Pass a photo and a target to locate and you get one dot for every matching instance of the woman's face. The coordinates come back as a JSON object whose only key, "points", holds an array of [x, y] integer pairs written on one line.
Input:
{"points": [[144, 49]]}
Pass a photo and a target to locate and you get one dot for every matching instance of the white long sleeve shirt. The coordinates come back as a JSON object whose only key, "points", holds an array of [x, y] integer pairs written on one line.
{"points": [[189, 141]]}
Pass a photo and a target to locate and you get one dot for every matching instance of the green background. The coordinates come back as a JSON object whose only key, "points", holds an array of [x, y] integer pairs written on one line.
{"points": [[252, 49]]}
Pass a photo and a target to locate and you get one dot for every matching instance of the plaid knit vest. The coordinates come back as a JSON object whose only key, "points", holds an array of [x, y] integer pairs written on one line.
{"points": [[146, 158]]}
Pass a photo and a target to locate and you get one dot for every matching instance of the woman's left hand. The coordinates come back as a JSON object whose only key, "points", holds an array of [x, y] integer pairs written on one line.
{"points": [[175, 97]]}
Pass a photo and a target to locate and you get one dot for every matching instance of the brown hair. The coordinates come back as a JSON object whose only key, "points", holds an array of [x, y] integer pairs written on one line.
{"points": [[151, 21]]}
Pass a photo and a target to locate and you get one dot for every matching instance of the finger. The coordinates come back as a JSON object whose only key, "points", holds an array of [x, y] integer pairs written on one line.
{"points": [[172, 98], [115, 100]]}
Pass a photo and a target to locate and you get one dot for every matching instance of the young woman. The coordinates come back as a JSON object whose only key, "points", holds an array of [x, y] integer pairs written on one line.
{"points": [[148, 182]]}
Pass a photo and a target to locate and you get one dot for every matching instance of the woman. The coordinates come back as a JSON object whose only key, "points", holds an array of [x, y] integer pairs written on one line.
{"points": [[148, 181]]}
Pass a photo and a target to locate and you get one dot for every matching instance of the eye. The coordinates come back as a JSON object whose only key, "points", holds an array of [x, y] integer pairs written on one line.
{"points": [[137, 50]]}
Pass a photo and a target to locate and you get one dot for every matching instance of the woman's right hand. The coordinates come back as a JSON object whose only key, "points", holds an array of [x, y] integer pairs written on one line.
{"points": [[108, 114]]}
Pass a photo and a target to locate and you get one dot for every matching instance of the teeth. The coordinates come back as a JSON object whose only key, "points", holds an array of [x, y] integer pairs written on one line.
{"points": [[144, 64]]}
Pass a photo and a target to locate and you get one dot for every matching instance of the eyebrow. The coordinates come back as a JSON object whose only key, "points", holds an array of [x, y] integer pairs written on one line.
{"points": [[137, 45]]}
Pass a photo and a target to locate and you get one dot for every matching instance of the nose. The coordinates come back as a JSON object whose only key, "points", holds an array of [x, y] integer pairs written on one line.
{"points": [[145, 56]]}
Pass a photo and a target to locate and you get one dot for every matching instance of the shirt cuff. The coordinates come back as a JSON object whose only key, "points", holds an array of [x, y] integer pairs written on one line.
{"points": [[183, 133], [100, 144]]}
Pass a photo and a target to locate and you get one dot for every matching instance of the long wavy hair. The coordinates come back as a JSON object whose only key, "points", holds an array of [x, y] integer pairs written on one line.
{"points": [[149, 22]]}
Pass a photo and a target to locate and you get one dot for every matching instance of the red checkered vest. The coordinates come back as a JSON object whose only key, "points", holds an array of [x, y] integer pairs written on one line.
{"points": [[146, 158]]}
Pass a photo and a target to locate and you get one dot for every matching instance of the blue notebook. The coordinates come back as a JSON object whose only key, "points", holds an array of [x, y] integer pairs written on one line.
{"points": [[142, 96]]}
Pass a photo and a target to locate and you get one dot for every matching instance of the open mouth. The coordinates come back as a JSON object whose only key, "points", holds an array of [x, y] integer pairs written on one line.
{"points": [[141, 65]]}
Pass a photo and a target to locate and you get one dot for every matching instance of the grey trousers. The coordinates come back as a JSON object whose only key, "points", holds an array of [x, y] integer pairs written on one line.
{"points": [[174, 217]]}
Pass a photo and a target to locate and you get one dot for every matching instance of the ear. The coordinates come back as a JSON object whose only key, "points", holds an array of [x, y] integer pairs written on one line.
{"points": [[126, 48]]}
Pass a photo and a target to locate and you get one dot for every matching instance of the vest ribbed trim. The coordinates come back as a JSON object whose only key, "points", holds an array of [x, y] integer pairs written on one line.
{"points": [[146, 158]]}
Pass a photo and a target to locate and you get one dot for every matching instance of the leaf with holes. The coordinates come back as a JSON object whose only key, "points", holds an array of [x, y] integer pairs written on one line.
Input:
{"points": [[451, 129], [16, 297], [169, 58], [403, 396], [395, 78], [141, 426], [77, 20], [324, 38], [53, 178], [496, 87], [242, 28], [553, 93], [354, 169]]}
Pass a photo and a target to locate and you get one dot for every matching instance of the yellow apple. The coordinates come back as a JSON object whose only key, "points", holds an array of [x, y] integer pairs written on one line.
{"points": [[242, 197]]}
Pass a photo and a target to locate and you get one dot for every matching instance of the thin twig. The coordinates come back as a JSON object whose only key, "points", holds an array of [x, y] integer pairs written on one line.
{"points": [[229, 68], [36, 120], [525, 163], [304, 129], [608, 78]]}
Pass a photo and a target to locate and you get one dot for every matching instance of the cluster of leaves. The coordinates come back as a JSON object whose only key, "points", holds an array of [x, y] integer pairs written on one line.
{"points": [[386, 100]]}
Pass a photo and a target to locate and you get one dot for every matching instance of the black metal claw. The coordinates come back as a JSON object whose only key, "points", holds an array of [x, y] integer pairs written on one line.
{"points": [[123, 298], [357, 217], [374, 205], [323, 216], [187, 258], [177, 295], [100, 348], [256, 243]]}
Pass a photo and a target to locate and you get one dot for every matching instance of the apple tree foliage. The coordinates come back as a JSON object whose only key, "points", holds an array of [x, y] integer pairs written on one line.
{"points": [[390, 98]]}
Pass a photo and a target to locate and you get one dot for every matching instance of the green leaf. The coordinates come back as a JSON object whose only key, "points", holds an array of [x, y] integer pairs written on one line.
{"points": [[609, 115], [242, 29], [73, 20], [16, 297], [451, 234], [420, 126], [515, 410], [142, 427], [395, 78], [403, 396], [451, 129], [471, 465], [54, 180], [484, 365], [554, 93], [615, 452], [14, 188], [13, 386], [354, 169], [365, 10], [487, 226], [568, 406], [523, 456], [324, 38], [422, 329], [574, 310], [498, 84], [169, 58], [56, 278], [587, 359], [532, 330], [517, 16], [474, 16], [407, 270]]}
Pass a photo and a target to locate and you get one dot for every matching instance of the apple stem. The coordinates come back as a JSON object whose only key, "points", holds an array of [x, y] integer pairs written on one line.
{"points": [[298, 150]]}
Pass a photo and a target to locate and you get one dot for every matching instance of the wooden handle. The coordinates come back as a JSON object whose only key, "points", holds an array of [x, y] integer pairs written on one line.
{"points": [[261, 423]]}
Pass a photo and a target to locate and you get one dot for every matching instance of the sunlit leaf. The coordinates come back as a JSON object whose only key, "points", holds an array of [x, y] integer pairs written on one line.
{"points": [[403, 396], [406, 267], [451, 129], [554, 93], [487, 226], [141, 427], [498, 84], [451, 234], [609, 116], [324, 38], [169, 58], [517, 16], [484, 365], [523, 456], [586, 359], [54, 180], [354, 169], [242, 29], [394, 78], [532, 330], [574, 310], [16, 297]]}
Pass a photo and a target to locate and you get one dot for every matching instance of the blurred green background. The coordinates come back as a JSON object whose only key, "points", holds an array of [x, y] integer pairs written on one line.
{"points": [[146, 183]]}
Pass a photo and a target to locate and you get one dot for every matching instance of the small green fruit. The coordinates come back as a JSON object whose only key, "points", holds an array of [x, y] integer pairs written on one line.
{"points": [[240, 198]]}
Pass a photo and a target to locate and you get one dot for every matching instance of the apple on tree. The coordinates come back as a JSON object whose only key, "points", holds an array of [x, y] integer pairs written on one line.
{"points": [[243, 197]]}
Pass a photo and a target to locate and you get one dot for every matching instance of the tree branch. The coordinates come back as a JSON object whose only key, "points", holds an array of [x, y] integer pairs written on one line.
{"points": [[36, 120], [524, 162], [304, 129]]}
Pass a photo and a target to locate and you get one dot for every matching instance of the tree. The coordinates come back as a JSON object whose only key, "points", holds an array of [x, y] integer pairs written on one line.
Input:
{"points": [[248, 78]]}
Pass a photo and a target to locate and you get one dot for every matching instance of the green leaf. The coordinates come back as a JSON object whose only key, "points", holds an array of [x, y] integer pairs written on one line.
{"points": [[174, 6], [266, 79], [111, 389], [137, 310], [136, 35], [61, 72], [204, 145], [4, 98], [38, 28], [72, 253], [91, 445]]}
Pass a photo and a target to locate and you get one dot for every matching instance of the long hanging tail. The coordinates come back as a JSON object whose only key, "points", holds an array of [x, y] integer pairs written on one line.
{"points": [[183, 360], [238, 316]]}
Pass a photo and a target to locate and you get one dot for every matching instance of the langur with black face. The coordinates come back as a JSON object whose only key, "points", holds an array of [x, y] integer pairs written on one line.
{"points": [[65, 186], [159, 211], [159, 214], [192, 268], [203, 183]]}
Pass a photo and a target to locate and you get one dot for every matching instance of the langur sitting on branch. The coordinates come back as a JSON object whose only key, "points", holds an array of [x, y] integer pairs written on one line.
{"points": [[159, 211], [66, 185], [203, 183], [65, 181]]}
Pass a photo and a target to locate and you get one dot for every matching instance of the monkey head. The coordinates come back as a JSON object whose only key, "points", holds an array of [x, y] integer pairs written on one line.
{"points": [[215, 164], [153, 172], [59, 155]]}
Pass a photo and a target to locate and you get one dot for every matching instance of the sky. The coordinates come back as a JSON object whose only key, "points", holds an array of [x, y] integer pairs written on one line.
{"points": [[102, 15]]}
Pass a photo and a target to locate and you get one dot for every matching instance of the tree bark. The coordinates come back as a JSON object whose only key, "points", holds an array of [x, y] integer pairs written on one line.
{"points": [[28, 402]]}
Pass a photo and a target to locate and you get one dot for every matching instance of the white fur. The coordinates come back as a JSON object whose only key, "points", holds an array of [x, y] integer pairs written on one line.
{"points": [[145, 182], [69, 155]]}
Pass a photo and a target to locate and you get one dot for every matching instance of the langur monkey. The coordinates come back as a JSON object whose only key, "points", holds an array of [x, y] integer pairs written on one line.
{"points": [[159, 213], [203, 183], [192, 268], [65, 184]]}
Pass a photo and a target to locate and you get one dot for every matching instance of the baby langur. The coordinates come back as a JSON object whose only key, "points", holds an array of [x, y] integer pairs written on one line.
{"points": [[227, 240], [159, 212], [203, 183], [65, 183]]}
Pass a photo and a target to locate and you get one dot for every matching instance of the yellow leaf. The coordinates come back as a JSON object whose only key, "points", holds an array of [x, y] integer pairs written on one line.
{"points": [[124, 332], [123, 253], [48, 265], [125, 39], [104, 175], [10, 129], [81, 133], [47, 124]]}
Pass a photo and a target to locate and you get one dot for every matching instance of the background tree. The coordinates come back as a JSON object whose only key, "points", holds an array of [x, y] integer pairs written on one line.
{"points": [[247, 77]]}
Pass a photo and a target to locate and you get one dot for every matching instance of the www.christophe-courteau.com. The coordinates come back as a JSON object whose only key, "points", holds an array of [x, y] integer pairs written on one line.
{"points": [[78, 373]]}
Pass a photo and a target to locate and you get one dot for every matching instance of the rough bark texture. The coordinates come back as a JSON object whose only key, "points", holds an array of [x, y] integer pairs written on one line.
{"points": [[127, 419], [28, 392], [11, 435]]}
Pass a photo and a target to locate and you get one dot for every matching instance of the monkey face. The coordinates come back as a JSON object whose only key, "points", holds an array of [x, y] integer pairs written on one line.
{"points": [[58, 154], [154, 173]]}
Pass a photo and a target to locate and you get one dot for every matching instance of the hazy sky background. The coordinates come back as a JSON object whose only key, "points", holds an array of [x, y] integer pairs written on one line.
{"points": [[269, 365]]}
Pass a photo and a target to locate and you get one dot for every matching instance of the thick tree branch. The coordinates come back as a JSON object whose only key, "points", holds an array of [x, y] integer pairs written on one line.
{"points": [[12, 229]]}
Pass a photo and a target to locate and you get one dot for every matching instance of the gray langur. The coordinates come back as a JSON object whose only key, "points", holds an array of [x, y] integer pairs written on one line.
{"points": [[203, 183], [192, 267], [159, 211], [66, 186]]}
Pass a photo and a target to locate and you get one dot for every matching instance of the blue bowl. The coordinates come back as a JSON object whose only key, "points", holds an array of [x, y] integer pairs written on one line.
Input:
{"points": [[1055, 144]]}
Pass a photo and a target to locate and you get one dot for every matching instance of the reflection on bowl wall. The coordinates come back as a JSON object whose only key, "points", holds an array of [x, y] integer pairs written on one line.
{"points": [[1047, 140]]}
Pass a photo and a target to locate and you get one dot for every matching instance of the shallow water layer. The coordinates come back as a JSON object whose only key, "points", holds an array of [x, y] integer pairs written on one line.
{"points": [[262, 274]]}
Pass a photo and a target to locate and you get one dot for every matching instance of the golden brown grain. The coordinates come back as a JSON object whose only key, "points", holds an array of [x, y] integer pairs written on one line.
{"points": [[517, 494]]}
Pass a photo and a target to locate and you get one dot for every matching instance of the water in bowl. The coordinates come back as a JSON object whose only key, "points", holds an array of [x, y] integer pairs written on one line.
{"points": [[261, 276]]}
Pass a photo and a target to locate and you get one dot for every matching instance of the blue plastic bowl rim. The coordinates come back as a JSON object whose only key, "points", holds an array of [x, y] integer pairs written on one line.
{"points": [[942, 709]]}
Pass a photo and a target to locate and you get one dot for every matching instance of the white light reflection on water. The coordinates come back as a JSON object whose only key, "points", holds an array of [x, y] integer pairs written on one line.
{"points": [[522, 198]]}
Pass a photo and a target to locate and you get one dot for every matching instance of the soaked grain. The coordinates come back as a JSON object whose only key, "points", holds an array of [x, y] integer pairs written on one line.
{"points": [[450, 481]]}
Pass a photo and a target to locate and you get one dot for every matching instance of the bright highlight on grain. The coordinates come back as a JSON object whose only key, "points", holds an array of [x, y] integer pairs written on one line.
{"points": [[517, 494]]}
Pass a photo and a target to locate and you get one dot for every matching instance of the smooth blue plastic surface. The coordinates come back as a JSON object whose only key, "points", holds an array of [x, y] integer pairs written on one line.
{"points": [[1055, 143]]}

-*-

• _REQUEST_
Extract every line from the one with "of the shallow" down to the final line above, both included, exactly as written.

• _FINISHED ANSWER_
Pass a photo and a target to locate and you get one dot for every matching instance of the shallow water layer. The coordinates come back as a JSON object whose only key, "points", holds an array of [x, y] integer pairs written on one line.
{"points": [[262, 274]]}
Pass a photo and a target to locate and you get one dot for every matching instance of the golden brown grain. The coordinates come back as a JSON object whose only key, "points", holds an array of [x, y] integer pairs written on one line.
{"points": [[517, 494]]}
Pass a photo and a target to locate and you get one dot for every matching instance of the water in bowl. The coordinates come back as a JSON object whose only key, "points", holds an array of [x, y] integer pairs written on one line.
{"points": [[261, 276]]}
Pass a photo and a target to locate and you get one dot for every matching instance of the blue plastic bowl rim. The coordinates come back as a JSON object whose only key, "points", holds an array of [x, y] integer pairs written on one line.
{"points": [[942, 709]]}
Pass a photo and a target to locate and you get one dot for every matching instance of the white light reflection on water. The coordinates come back as a JSON object whose only key, "points", holds an array of [x, y] integer pairs written on one line.
{"points": [[522, 198]]}
Pass a photo and a target to locate and you get one dot for every matching instance of the soaked grain. The coordinates come back as a JSON object whose only key, "points", holds an array of [x, y] integer pairs written on one line.
{"points": [[450, 481]]}
Pass a photo and a target to locate and you get one dot for every matching instance of the bright highlight on grain. The coordinates come back as a JSON object whose only key, "points", holds an array of [x, y] integer pairs written on one line.
{"points": [[517, 494]]}
Pass a photo and a target to locate and you get one dot for every matching instance of the smooth blue plastic surface. The coordinates come back as a JSON object whose only key, "points", holds an array of [x, y] integer pairs written on one line.
{"points": [[1055, 143]]}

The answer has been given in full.